____ Texto fornecido
Para os educadores, para além da tristeza, fica um alerta de que o ocorrido possa servir de manobra política para desmobilizar o movimento estudantil, a partir da culpabilização das famílias, das escolas e dos professores, em nome de uma pauta que consideram autoritária e intolerante.
As ocupações no Estado do Paraná começaram no dia 3 de outubro, no Colégio Estadual Arnaldo Jansen, em São José dos Pinhais, região metropolitana de Curitiba. De lá para cá, são 850 escolas ocupadas segundo dados do Ocupa Paraná. Os professores reconhecem a força de adesão das escolas e contam que chegaram a ter, em um único dia, cerca de 150 novas escolas ocupadas.
“A organização interna é digna da força desses estudantes”, comentam Elizamara e Mário Sérgio. Segundo eles, há uma distribuição interna de tarefas entre os jovens que cumprem, inclusive, pequenos ajustes e reformas nas escolas, “o que é um dever do Estado”, reforçam. Além disso, os docentes veem o esforço do movimento de deixar as escolas ativas. “Eles têm tido aulas preparatórias para o Enem e ‘aulões’ com convidados que têm se mobilizado para trazer”, conta Elizamara. Na visão de Sérgio, “é um movimento de todos que estão comprometidos com a educação pública”.
________
• _Tarefas a cumprir_:
**1.** Segundo o texto fornecido, de que maneira o ocorrido poderia servir para desmobilizar o movimento estudantil? Responda em uma a três frases.
**2.** Em qual escola começaram as ocupações no Paraná, de acordo com o texto fornecido?
**3.** Reproduza o trecho do texto fornecido de “As ocupações no” a “novas escolas ocupadas.”.
Não é preciso consultar a listagem para responder.
____ Dados
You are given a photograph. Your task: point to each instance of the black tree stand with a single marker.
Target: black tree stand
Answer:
________
• _Respostas esperadas_:
**1.** Poderia servir para isso por meio da culpabilização das famílias, das escolas e dos professores. Isso seria feito em nome de uma pauta que os educadores consideram autoritária e intolerante.

**2.** No Colégio Estadual Arnaldo Jansen, em São José dos Pinhais.

**3.**
As ocupações no Estado do Paraná começaram no dia 3 de outubro, no Colégio Estadual Arnaldo Jansen, em São José dos Pinhais, região metropolitana de Curitiba. De lá para cá, são 850 escolas ocupadas segundo dados do Ocupa Paraná. Os professores reconhecem a força de adesão das escolas e contam que chegaram a ter, em um único dia, cerca de 150 novas escolas ocupadas.